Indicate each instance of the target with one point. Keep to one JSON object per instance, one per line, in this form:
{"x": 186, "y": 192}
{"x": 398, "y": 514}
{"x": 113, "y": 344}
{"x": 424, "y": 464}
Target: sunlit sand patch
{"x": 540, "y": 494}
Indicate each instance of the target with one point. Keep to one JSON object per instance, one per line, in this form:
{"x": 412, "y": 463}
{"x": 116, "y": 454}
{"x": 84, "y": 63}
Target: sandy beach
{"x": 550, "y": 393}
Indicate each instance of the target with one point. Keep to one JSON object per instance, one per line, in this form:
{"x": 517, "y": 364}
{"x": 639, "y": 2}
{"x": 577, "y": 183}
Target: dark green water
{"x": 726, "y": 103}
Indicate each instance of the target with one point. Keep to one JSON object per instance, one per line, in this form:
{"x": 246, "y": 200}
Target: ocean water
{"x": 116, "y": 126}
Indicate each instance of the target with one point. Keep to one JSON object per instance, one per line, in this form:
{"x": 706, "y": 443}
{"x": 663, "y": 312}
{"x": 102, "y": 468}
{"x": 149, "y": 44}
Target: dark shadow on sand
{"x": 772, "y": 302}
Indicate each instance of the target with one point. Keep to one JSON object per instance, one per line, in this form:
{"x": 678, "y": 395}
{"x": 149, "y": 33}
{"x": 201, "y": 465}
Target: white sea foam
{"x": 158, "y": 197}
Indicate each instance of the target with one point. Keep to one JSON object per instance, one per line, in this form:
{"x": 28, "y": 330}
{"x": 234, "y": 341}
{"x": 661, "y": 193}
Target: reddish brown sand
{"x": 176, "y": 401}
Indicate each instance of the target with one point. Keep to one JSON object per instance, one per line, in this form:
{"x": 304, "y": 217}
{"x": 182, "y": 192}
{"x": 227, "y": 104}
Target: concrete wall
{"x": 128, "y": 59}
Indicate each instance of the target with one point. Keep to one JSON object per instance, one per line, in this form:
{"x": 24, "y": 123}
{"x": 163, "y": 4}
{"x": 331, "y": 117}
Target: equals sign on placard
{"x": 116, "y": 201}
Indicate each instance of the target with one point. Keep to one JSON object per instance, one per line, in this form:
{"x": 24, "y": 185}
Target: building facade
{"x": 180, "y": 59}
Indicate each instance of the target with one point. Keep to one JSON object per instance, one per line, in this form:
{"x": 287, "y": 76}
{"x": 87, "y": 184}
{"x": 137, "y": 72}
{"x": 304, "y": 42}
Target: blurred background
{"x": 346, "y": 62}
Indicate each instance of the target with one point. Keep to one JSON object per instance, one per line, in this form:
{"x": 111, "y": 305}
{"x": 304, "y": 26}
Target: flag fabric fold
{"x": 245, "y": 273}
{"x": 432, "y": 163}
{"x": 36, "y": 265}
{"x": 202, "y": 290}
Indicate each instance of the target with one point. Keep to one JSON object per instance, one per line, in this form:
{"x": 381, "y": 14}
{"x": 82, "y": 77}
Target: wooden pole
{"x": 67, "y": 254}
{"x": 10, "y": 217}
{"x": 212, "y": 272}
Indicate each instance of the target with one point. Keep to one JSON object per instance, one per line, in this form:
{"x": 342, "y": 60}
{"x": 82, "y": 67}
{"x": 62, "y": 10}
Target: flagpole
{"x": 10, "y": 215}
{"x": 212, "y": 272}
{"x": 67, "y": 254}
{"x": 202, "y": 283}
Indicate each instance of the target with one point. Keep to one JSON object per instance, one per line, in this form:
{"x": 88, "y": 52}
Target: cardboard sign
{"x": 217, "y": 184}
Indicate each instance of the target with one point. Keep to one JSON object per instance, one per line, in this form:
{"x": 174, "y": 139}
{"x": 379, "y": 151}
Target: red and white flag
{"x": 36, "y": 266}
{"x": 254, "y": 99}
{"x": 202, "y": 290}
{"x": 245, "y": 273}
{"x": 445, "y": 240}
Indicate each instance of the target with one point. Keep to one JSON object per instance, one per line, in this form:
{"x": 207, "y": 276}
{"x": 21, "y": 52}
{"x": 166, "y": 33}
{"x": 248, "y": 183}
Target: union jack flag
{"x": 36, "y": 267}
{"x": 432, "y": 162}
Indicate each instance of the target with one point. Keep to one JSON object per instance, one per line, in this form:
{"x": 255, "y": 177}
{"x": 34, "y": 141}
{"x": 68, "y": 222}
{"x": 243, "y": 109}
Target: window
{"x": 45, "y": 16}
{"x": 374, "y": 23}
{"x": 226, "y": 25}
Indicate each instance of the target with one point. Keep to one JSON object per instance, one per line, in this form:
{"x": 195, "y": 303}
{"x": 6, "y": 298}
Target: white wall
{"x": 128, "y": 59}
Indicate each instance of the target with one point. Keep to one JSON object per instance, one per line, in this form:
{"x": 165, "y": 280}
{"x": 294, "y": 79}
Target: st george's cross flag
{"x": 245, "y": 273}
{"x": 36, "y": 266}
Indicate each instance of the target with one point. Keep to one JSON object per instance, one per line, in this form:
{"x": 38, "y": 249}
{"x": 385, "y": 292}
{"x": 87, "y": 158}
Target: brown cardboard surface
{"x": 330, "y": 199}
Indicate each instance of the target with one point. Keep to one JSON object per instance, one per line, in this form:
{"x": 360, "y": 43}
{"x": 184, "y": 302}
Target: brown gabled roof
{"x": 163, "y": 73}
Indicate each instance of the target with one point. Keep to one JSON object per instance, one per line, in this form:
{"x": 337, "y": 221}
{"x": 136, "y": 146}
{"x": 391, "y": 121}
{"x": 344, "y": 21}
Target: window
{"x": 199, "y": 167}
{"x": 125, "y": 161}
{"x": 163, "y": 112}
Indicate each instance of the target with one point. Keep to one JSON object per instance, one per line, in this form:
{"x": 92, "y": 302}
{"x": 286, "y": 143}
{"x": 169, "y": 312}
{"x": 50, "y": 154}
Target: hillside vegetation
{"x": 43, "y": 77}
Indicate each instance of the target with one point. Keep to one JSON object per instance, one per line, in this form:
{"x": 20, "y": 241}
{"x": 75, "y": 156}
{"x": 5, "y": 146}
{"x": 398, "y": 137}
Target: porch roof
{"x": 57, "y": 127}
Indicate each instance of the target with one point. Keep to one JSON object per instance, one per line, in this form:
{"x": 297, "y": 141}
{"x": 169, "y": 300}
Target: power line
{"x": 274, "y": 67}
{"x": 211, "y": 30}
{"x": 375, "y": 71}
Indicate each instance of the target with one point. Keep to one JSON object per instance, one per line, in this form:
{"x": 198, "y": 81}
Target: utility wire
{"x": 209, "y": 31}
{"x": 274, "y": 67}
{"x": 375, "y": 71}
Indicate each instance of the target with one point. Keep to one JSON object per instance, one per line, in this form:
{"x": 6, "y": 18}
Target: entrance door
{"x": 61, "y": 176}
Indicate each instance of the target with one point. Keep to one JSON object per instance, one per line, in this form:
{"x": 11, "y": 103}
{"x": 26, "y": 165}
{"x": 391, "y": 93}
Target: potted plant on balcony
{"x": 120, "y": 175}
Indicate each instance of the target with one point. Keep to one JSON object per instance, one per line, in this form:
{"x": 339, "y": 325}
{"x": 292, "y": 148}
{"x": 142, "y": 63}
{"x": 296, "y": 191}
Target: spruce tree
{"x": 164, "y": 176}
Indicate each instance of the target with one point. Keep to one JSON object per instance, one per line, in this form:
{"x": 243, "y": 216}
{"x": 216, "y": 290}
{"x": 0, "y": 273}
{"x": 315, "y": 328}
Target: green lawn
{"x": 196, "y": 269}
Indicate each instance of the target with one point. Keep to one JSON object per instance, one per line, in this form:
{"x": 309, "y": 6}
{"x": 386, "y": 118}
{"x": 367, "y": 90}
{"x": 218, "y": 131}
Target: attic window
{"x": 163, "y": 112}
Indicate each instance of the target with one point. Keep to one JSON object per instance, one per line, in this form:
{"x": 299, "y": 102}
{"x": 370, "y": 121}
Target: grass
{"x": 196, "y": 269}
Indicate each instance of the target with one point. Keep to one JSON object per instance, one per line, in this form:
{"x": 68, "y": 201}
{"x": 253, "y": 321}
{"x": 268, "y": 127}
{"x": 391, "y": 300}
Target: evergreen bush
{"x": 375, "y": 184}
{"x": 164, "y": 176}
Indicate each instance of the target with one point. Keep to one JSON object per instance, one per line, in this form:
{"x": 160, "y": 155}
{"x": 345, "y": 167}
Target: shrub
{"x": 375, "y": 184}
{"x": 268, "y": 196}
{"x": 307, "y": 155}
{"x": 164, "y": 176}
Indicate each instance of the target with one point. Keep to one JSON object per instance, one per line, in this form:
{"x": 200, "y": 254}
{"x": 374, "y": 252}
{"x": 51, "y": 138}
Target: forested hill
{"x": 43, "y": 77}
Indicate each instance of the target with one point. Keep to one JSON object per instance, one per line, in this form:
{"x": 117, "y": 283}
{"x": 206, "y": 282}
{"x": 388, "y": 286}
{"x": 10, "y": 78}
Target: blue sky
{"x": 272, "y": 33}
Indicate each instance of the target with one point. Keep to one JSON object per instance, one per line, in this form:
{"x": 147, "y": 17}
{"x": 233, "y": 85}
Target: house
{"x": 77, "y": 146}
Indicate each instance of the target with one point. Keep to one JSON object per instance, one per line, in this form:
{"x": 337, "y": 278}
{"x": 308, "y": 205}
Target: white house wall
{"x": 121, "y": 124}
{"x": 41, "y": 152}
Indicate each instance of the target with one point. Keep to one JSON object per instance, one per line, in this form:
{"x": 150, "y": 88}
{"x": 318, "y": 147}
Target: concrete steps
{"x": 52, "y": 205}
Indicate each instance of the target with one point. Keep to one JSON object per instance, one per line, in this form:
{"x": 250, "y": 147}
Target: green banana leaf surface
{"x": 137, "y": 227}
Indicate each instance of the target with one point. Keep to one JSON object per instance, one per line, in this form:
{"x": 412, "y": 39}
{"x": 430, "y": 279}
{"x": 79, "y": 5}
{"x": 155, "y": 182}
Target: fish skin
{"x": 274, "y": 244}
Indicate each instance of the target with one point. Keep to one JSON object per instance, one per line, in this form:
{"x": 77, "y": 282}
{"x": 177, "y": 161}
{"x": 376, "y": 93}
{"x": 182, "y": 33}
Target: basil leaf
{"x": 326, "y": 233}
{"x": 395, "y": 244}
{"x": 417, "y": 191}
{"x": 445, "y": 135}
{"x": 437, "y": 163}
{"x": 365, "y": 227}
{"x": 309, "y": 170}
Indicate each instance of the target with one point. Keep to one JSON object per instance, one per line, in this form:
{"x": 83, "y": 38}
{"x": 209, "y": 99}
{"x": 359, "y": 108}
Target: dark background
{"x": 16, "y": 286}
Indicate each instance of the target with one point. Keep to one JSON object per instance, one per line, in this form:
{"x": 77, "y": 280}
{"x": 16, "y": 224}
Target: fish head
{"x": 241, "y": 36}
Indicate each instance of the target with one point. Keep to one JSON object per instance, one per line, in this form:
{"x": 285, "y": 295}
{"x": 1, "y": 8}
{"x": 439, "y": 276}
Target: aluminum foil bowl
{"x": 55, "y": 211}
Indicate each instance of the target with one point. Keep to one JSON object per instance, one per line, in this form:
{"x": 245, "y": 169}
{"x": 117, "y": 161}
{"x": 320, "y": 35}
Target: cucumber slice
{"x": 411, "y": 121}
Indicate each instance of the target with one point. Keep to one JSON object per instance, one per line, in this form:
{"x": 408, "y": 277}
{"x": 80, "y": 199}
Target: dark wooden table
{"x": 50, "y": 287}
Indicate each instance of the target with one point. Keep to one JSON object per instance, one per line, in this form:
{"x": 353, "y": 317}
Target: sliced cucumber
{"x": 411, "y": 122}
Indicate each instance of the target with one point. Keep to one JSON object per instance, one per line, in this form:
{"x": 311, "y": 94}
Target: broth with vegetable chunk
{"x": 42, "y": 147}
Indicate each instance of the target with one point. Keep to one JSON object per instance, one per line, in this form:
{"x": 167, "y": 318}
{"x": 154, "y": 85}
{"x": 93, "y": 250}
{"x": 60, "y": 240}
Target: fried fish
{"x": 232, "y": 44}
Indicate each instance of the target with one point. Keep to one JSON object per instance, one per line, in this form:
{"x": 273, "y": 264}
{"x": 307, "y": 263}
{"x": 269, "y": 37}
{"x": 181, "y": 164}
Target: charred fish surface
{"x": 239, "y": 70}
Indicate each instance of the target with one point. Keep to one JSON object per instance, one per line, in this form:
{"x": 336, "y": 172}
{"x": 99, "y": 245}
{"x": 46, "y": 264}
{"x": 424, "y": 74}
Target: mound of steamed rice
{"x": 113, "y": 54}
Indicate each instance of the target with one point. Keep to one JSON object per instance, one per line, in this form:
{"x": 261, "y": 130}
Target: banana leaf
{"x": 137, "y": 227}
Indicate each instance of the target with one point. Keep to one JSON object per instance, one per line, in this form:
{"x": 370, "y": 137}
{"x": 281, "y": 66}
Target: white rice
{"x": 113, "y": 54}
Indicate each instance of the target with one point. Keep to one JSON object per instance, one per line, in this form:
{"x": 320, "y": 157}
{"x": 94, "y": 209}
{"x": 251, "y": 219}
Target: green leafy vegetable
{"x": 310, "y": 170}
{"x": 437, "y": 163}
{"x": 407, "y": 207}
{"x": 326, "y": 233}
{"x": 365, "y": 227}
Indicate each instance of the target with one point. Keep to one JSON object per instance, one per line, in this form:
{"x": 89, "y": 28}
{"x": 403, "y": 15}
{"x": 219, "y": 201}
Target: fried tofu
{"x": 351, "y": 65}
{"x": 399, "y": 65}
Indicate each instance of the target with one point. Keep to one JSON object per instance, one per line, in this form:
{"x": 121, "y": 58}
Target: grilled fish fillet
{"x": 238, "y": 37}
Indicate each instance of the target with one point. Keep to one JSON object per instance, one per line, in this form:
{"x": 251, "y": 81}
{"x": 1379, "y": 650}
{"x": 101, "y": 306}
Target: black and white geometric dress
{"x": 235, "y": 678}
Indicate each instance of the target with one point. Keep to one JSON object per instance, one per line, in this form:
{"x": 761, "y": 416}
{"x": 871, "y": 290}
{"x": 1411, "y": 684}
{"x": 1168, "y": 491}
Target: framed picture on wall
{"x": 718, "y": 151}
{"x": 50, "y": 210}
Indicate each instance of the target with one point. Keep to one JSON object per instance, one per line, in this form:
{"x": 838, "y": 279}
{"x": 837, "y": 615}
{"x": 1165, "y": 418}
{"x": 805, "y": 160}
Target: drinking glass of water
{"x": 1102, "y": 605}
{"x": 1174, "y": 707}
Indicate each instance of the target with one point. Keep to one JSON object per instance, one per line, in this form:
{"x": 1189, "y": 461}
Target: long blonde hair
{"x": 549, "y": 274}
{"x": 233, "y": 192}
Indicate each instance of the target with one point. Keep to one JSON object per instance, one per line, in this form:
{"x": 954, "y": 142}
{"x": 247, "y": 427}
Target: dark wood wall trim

-=-=-

* Problem to solve *
Copy out every line in the rows above that contains the word "cucumber".

* Written answer *
Target: cucumber slice
Target: sliced cucumber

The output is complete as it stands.